**What is being asked**
Locate every line in the rows below that contains the word "framed" and copy each one. Case counts.

**Information supplied**
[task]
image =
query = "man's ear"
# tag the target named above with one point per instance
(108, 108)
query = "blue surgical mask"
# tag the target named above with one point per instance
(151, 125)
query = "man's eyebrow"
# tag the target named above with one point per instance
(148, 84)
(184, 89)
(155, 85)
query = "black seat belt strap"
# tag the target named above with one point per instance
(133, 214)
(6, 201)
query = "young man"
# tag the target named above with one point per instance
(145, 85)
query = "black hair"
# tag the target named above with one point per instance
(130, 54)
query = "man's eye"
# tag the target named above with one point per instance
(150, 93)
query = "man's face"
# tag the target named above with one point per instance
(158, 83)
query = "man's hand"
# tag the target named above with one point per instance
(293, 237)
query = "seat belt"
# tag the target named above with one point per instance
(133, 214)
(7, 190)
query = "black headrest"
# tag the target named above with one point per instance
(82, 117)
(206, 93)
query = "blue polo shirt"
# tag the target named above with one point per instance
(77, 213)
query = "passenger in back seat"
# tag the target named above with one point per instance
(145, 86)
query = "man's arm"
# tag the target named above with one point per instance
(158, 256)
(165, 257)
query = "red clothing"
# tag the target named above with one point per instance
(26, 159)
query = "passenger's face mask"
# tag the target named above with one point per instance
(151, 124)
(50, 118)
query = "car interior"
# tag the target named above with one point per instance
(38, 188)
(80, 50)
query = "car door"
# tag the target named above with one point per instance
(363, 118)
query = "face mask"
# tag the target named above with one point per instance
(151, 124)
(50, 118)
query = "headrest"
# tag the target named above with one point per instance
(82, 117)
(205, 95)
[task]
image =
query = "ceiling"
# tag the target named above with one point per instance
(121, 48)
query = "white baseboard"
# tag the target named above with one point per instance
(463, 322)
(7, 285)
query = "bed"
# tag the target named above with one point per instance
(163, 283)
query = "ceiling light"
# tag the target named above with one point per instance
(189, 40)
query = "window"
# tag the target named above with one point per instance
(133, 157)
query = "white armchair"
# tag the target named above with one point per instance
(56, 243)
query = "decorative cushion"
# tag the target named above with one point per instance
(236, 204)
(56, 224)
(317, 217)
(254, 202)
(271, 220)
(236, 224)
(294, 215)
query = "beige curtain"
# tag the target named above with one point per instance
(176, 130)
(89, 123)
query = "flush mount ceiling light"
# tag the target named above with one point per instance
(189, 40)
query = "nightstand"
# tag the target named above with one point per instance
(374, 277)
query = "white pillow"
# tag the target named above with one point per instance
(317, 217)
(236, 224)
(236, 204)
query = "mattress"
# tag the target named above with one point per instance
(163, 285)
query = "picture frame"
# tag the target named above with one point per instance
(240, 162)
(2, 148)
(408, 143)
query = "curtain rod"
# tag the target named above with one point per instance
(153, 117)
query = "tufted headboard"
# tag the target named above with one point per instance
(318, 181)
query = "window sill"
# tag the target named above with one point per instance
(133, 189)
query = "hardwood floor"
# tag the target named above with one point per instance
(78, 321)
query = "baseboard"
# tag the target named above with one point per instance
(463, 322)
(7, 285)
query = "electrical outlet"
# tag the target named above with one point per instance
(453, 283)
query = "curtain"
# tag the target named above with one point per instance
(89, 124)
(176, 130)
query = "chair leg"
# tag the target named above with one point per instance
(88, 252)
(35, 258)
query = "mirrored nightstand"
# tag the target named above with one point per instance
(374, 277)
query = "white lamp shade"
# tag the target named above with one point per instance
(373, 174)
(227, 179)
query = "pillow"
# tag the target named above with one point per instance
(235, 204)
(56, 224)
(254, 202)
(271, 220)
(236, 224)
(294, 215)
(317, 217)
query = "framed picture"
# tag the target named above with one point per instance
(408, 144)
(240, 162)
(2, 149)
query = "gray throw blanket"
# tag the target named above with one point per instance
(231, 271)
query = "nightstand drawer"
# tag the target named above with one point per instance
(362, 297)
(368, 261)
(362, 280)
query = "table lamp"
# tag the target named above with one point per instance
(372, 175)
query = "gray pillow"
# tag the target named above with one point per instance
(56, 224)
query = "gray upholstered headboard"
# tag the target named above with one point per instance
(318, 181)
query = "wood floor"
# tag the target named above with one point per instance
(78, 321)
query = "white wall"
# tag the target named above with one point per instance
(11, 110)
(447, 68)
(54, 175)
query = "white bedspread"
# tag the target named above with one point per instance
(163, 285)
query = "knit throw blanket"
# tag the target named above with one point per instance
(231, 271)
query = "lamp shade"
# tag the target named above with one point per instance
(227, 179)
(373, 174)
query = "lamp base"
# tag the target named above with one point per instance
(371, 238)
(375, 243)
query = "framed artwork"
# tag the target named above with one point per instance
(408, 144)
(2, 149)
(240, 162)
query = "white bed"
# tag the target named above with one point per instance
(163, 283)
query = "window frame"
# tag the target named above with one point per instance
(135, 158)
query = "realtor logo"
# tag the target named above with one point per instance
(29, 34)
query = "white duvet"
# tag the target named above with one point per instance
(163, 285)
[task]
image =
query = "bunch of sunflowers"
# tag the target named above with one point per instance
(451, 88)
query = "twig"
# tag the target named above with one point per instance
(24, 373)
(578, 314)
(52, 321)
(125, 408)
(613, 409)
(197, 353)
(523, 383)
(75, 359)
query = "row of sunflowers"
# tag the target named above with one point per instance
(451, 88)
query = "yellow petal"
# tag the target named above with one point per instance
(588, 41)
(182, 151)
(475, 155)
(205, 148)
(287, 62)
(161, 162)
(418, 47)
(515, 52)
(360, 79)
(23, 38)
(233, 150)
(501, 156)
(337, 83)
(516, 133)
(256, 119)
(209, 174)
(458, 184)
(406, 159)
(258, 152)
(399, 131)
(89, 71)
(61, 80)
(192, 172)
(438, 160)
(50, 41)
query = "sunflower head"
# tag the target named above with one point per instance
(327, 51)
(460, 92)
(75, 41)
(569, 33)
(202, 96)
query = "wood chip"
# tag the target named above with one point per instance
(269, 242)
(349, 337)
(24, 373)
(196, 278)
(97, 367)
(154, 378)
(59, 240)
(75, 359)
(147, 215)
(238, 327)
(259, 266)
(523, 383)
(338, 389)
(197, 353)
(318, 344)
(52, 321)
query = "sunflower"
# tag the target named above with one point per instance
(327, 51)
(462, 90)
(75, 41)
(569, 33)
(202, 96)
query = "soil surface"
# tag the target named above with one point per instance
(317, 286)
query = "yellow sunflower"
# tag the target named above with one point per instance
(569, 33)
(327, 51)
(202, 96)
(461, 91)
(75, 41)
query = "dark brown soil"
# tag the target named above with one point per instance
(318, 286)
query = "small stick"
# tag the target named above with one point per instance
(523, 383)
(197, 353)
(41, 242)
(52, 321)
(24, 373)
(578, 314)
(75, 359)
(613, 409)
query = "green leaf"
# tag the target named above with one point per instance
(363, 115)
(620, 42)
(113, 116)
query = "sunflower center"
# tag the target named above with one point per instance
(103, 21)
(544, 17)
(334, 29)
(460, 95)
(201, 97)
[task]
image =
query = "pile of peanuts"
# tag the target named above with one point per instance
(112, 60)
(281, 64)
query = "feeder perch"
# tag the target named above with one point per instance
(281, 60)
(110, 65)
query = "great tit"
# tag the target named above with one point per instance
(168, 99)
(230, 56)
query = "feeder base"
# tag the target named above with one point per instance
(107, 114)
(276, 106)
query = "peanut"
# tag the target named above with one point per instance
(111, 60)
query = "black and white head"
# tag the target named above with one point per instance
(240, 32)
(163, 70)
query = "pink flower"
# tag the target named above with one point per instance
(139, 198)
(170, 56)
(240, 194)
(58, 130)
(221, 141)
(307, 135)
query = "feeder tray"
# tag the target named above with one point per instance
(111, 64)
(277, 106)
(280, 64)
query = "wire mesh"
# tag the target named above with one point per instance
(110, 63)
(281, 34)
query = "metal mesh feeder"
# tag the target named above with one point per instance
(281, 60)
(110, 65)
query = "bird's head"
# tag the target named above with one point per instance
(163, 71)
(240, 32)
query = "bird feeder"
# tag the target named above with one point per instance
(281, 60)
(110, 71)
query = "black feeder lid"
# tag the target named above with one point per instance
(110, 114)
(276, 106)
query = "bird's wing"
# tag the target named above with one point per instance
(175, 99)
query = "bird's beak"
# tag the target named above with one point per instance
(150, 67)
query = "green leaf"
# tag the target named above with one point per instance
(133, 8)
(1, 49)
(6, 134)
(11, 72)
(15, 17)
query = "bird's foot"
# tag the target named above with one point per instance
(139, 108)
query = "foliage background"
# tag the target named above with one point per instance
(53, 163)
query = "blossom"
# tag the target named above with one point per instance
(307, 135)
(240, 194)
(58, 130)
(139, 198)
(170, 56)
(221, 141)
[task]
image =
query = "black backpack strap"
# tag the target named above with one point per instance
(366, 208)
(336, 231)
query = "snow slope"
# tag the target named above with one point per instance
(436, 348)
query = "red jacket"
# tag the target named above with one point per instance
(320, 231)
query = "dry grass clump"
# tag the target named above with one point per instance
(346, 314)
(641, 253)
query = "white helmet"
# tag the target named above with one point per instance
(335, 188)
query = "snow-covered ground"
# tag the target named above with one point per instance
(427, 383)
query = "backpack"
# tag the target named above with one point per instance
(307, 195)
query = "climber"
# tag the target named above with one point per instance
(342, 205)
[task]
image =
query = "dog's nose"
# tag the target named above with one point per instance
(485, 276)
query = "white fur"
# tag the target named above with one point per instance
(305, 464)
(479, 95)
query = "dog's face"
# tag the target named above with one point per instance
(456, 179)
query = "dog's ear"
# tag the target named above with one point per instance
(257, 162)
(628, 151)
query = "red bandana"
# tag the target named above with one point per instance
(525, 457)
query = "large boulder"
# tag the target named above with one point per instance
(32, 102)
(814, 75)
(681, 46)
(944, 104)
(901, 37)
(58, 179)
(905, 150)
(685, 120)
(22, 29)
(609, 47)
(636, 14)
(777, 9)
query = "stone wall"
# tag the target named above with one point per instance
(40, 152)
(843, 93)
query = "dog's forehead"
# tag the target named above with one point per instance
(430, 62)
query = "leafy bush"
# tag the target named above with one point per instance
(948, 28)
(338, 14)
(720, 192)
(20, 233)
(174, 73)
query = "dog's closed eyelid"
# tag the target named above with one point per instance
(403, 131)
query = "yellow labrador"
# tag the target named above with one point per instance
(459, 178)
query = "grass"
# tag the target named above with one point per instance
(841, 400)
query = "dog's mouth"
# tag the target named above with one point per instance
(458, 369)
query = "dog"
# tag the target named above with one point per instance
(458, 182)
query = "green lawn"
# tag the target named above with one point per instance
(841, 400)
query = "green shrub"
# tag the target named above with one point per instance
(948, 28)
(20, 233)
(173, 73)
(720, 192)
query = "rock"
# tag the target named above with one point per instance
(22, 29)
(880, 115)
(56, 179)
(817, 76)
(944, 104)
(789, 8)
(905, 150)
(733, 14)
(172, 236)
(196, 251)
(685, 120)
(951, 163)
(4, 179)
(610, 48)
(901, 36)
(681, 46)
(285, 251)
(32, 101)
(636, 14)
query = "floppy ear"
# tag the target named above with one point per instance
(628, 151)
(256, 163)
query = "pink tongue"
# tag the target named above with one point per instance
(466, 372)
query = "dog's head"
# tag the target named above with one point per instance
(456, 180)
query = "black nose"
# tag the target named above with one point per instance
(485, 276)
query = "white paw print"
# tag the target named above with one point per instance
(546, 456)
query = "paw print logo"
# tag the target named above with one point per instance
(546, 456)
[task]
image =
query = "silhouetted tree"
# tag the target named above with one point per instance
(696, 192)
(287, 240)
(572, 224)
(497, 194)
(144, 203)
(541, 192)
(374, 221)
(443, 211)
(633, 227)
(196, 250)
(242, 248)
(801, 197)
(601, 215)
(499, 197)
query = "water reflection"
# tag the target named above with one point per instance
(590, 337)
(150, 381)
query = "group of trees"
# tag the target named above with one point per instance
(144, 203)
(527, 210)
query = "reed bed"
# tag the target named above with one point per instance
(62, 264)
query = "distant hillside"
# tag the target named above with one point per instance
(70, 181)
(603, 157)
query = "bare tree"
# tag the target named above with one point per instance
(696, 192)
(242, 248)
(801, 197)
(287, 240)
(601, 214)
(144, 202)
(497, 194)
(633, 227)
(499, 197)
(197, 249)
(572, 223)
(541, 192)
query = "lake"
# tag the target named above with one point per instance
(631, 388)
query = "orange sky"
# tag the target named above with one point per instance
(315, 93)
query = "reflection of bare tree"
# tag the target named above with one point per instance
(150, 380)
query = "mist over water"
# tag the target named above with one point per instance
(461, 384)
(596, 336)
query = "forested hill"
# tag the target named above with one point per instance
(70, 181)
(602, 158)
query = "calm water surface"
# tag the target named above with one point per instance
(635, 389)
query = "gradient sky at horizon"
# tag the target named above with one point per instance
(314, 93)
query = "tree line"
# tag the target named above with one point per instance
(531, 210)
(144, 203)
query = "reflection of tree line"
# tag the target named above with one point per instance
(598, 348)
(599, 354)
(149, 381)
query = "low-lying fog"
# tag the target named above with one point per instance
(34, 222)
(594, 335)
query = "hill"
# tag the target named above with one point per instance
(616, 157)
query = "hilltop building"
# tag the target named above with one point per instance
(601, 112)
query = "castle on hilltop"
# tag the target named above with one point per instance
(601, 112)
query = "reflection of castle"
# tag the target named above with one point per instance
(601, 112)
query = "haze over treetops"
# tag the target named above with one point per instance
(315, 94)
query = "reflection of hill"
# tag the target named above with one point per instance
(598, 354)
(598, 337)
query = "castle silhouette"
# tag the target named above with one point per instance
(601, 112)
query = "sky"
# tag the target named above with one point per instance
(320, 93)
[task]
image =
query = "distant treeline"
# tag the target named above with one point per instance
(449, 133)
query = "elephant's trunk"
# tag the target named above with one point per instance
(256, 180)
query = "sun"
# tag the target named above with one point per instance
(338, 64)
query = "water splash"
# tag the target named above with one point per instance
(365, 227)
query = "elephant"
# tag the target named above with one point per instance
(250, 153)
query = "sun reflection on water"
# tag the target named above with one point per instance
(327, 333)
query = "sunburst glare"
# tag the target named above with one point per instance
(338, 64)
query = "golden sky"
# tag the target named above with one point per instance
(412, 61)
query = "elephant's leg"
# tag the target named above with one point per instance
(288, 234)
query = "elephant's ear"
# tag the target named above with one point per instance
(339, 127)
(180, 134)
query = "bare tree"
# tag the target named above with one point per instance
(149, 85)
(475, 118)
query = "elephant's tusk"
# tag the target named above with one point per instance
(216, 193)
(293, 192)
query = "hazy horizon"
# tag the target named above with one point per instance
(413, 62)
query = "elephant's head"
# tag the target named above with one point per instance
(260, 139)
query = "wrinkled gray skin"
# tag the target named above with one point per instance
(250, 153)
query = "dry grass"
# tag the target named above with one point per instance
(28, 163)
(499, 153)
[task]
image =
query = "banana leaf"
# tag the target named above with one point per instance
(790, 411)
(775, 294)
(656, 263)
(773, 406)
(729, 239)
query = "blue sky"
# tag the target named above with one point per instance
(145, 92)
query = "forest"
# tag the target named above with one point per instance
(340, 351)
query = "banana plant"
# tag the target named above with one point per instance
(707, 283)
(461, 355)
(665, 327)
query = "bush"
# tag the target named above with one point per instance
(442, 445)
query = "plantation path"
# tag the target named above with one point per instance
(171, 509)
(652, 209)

**Expected answer**
query = "framed picture"
query = "framed artwork"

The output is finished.